Goal of the exercise
Rewrite the lines of the records starting at the line containing "the baby's arm" and ending at the line containing "x=573 y=492", requests included. Raise every coordinate in the answers by 139.

Image point annotation records
╔══
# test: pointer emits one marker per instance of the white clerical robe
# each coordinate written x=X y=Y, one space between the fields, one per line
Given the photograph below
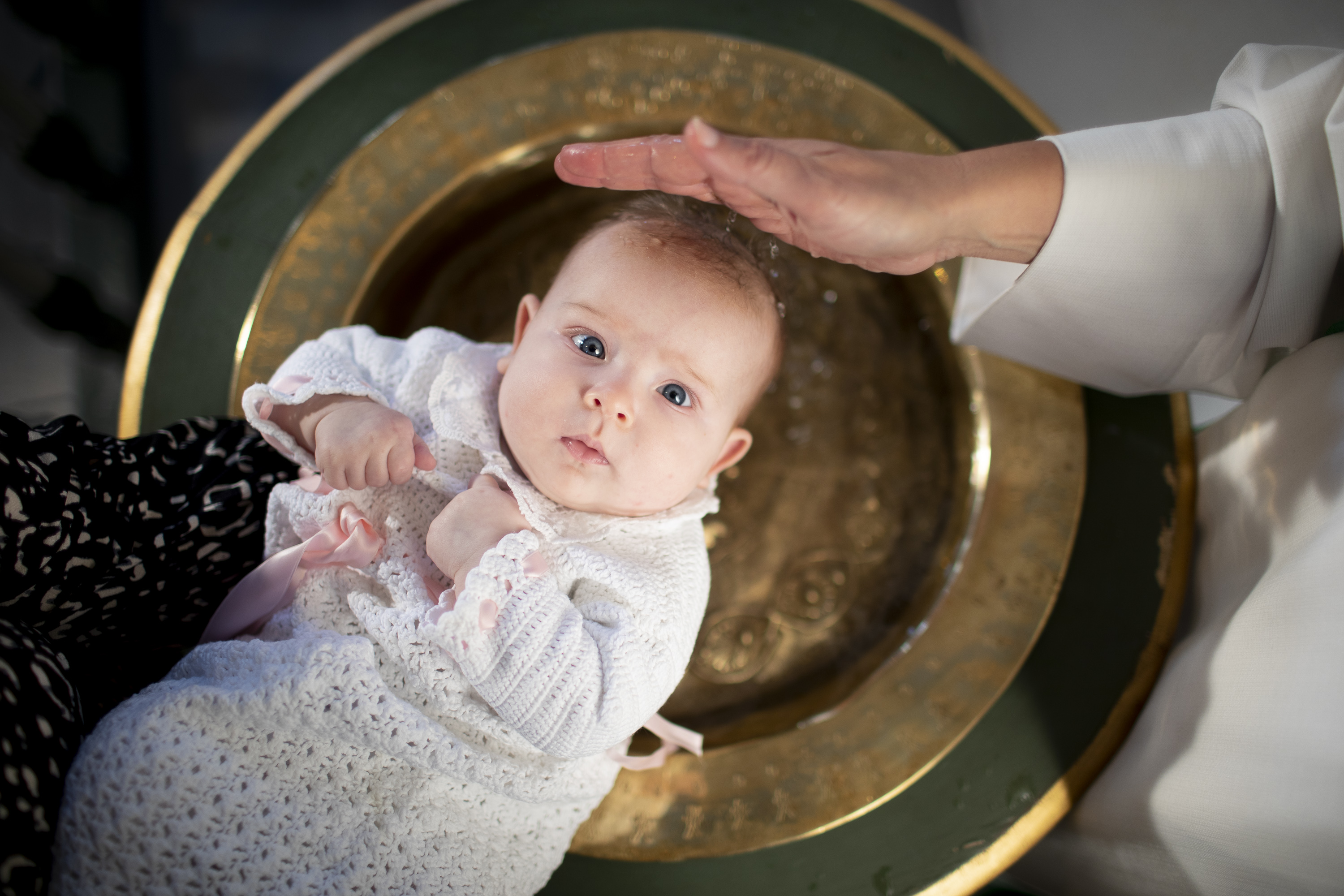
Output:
x=1186 y=253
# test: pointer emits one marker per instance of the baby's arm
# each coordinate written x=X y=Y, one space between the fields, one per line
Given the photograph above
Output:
x=572 y=673
x=355 y=441
x=335 y=405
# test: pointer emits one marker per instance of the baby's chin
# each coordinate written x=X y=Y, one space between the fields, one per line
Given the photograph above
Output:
x=573 y=492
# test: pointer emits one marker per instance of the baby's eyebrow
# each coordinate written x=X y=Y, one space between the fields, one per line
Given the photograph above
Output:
x=589 y=310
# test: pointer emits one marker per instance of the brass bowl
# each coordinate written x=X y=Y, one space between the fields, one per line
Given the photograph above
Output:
x=890 y=550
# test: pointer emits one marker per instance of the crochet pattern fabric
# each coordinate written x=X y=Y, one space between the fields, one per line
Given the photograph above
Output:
x=367 y=742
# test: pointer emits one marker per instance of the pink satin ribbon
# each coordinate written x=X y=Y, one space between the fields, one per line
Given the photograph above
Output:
x=349 y=540
x=674 y=738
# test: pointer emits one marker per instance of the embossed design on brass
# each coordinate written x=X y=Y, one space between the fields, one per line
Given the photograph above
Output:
x=736 y=648
x=887 y=552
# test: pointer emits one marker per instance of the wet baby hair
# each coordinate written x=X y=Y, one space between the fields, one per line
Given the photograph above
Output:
x=707 y=237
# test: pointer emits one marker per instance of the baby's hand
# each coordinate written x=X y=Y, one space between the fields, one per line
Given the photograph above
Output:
x=472 y=524
x=358 y=443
╚══
Task response
# test: pointer emits one marker per instance of the baby's arm
# each coordinate written x=X y=Y, one space between the fields, one per line
Given the photograph above
Output:
x=711 y=812
x=494 y=580
x=474 y=544
# test: pointer emits one marker per instance of the baby's chin
# each coordinate written x=X y=Y, one space between the fields, one per line
Given the photograph above
Output:
x=712 y=631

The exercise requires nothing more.